**Material provided**
======
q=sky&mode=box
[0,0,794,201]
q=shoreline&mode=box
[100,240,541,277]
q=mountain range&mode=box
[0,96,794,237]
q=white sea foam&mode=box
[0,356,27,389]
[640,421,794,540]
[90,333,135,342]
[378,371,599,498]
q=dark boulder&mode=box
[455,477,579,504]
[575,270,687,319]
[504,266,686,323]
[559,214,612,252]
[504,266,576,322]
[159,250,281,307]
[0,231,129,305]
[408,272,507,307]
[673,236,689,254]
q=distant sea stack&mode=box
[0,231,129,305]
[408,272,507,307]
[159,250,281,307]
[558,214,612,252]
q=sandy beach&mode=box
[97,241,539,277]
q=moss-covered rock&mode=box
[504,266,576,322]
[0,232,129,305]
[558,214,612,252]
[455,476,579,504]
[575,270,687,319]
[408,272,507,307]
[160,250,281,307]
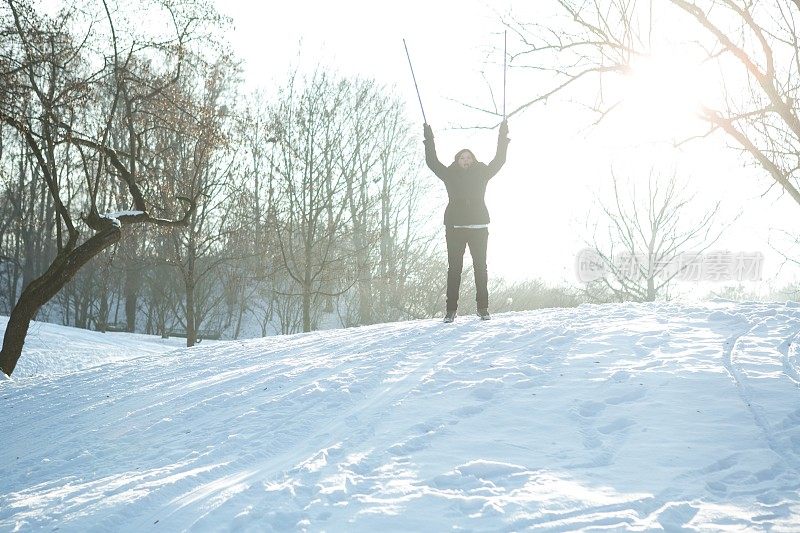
======
**Given task**
Please write out these lines as a numbered list, skipping blank lines, covering every one of the records above and leaving out the pictures.

**Task result**
1. q=sky&mode=box
2. [0,0,794,201]
3. q=shoreline&mode=box
4. [100,240,541,277]
5. q=mountain range&mode=box
6. [0,96,794,237]
7. q=white sea foam&mode=box
8. [0,356,27,389]
9. [640,421,794,540]
10. [90,333,135,342]
11. [378,371,599,498]
12. q=dark boulder&mode=box
13. [455,477,579,504]
14. [575,270,687,319]
15. [504,266,686,323]
16. [559,214,612,252]
17. [504,266,576,322]
18. [159,250,281,307]
19. [0,231,129,305]
20. [408,272,507,307]
21. [673,236,689,254]
22. q=distant sea stack&mode=box
23. [0,231,129,305]
24. [408,272,507,307]
25. [159,250,281,307]
26. [558,214,612,252]
27. q=sandy beach&mode=box
28. [97,241,539,277]
29. q=moss-covered rock&mode=box
30. [504,266,576,322]
31. [0,232,129,305]
32. [558,214,612,252]
33. [455,476,579,504]
34. [575,270,687,319]
35. [408,272,507,307]
36. [160,250,281,307]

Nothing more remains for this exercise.